Copy the rows from the very start through the line containing "[[136, 63]]", putting "Object" wherever "Target" appears and changing nothing else.
--- Start of DATA ROWS ---
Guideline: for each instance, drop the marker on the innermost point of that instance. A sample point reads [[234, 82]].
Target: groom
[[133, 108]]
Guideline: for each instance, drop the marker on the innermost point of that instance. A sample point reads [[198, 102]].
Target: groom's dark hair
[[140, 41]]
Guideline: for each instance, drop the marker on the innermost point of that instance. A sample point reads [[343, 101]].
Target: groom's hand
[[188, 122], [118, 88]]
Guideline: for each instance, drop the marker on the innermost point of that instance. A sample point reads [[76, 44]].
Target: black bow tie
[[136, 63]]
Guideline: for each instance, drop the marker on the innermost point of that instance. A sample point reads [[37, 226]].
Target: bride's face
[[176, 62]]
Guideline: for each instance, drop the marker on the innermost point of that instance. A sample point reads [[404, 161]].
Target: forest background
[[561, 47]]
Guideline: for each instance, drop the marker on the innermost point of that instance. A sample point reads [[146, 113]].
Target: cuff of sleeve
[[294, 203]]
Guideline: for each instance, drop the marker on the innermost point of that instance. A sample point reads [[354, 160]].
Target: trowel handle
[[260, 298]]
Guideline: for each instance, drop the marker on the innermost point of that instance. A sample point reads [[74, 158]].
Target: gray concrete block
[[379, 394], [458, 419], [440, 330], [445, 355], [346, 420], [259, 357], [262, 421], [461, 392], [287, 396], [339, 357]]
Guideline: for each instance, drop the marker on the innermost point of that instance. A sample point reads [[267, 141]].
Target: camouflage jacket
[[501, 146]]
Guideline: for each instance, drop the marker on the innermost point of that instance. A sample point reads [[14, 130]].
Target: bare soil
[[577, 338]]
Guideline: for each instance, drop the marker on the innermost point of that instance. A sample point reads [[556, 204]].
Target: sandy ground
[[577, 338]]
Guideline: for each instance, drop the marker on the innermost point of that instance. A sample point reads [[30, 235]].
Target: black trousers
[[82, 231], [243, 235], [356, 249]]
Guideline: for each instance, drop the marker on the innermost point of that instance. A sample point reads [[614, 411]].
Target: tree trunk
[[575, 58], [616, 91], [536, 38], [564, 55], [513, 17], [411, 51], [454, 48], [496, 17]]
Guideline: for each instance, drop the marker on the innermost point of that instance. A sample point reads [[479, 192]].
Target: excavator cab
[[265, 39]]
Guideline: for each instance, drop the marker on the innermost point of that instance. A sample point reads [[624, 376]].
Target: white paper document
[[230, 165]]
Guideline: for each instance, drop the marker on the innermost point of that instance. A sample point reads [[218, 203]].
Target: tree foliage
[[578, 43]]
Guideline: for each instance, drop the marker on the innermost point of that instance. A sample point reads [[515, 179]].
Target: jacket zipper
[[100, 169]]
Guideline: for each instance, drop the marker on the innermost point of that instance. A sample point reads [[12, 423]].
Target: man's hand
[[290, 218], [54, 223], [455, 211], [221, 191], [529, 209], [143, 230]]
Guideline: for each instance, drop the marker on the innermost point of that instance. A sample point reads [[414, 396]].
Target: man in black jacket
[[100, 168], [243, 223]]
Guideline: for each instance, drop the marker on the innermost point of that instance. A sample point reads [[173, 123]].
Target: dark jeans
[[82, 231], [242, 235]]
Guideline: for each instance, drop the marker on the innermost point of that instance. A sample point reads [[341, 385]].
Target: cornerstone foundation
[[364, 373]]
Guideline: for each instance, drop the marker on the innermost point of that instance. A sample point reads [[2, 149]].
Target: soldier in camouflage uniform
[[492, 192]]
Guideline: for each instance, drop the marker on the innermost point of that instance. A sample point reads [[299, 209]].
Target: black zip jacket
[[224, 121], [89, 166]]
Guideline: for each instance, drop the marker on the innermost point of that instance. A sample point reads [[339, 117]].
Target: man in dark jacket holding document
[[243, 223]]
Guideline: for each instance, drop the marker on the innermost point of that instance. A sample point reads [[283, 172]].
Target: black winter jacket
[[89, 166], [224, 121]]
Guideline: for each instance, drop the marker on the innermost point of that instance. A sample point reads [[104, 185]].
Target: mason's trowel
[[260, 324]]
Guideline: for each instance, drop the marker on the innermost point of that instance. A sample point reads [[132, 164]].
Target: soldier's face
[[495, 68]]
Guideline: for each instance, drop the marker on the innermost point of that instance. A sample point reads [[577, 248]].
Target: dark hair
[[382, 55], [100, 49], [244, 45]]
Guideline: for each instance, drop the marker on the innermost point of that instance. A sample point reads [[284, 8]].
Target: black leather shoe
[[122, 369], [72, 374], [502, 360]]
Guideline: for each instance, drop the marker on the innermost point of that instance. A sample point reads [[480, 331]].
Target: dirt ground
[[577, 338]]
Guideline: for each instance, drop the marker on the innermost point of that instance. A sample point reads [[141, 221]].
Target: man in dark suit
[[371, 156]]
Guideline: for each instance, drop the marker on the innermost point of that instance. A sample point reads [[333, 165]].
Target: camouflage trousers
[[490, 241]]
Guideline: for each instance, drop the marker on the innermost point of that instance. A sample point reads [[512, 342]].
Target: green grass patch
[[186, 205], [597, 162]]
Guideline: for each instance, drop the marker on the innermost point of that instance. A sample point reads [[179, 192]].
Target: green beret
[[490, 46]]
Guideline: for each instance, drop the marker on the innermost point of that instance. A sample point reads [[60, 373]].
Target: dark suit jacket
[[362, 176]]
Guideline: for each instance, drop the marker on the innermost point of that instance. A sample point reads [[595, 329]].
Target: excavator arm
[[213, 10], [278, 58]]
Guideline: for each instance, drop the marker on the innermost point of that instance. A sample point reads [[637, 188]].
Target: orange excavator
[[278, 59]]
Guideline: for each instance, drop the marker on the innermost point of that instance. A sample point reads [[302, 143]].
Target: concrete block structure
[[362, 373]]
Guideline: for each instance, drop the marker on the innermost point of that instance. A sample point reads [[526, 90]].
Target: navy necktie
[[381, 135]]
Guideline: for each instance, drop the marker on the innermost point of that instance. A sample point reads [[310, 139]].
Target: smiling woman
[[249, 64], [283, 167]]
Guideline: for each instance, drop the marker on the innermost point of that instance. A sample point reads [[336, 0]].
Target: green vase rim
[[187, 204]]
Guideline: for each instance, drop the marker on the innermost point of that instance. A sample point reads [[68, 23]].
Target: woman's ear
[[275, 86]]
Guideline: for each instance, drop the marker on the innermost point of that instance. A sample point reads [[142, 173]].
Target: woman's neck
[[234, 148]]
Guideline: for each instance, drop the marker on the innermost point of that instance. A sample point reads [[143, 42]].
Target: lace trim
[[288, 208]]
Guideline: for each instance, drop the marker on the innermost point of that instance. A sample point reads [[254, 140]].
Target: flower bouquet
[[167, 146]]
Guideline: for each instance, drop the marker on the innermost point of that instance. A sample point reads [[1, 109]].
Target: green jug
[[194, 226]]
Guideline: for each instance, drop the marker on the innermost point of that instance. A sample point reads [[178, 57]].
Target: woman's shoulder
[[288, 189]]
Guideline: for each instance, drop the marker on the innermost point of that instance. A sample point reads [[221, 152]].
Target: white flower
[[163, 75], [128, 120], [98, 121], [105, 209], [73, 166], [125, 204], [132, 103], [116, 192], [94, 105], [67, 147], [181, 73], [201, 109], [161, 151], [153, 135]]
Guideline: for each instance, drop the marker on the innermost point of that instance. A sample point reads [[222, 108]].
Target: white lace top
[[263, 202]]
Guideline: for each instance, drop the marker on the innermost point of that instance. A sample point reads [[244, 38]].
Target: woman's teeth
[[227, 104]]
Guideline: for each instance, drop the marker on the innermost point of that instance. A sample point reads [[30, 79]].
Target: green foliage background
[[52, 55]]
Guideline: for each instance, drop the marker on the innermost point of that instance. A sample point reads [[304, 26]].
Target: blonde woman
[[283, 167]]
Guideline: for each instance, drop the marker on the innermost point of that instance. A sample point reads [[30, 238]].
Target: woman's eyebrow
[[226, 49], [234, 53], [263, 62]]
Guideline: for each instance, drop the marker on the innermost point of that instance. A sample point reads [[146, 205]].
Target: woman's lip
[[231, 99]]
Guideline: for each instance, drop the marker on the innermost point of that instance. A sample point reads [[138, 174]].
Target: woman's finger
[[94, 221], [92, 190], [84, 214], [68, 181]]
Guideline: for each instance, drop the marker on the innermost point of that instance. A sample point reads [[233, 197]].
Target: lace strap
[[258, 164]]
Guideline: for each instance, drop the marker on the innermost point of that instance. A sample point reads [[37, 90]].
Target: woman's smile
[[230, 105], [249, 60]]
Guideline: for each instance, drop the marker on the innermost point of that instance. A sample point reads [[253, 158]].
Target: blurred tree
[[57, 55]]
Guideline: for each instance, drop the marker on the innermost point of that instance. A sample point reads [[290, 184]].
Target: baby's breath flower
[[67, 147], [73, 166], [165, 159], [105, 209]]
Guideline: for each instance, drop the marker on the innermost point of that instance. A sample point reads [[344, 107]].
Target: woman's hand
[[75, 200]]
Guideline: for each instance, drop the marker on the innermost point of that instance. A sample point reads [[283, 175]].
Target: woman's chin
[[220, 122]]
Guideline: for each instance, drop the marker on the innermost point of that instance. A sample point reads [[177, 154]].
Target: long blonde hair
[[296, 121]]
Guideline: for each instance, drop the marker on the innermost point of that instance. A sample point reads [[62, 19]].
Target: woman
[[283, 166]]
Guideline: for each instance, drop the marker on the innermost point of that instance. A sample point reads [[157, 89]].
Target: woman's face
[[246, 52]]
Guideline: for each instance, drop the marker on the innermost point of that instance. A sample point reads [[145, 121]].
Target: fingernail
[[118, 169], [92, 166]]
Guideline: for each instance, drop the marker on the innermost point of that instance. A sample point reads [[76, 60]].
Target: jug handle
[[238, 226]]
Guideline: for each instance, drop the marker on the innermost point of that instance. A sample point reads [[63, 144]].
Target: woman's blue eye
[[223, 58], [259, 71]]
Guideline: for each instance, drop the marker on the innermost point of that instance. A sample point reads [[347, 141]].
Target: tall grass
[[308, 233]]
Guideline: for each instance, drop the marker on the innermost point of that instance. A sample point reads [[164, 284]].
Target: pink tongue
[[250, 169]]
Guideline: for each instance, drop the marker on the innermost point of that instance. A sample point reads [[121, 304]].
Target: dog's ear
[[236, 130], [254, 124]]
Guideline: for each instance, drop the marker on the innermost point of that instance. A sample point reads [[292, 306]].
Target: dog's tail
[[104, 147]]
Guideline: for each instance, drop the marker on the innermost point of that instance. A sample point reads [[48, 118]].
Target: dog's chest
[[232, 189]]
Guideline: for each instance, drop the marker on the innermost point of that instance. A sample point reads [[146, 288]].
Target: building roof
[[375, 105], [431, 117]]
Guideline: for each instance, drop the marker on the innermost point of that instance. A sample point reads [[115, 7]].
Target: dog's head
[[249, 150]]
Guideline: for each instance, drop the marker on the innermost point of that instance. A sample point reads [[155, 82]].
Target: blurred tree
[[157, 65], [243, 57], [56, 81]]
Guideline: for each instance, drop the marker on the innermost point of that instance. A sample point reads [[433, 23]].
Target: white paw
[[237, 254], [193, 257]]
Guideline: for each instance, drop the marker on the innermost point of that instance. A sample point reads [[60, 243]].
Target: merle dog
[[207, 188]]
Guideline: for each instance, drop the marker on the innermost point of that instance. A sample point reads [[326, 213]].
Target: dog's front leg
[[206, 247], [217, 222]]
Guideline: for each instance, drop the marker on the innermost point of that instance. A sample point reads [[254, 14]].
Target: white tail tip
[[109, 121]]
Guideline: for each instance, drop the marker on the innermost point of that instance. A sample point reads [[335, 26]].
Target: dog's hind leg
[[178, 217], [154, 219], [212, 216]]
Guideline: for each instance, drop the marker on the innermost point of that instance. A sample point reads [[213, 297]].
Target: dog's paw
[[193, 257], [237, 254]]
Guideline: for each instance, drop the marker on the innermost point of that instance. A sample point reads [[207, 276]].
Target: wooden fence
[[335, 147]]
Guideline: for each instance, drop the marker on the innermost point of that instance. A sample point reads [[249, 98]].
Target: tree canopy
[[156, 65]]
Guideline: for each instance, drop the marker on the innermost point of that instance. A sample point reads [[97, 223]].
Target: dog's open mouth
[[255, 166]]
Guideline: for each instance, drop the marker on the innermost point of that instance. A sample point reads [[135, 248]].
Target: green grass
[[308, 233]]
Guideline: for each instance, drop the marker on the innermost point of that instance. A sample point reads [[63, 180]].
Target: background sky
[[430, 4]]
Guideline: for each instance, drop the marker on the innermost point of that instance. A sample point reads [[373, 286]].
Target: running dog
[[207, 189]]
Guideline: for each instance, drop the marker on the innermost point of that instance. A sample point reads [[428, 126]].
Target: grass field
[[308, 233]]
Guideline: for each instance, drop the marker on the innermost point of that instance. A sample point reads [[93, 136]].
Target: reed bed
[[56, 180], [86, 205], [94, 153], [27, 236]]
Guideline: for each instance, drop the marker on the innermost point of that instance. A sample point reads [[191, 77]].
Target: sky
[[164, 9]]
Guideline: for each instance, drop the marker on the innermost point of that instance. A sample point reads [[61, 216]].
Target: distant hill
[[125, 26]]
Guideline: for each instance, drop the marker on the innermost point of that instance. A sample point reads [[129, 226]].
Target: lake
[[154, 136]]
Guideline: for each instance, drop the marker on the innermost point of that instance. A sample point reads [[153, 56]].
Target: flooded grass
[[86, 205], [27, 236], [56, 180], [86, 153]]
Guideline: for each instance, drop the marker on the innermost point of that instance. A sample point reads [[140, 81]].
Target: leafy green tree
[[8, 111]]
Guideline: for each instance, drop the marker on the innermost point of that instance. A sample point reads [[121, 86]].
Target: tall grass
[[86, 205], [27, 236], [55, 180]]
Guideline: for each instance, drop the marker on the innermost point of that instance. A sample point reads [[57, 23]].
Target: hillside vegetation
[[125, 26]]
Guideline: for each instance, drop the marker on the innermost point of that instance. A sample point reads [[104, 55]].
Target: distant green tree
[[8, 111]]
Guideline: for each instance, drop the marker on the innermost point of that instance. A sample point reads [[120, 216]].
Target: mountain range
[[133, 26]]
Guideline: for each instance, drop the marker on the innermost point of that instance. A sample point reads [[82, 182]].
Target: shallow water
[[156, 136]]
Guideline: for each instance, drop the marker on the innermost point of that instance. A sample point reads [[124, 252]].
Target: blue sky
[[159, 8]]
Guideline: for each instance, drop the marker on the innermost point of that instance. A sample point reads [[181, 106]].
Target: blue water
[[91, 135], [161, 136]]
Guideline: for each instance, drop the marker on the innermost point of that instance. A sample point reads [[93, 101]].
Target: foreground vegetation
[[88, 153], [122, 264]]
--- End of DATA ROWS ---
§ SOLUTION FOR THIS TASK
Guideline: for each instance, drop the marker on the innermost point of that instance. A sample point reads [[234, 82]].
Object: groom
[[133, 108]]
Guideline: for each instance, drop the marker on the innermost point of that instance. A sample point reads [[198, 102]].
Object: groom's dark hair
[[140, 41]]
Guideline: for each instance, drop the marker on the innermost point of that instance. A sample point reads [[343, 101]].
Object: groom's hand
[[188, 122], [118, 88]]
Guideline: for each instance, drop the marker on the innermost point of that instance. A sample point reads [[76, 44]].
Object: black bow tie
[[136, 63]]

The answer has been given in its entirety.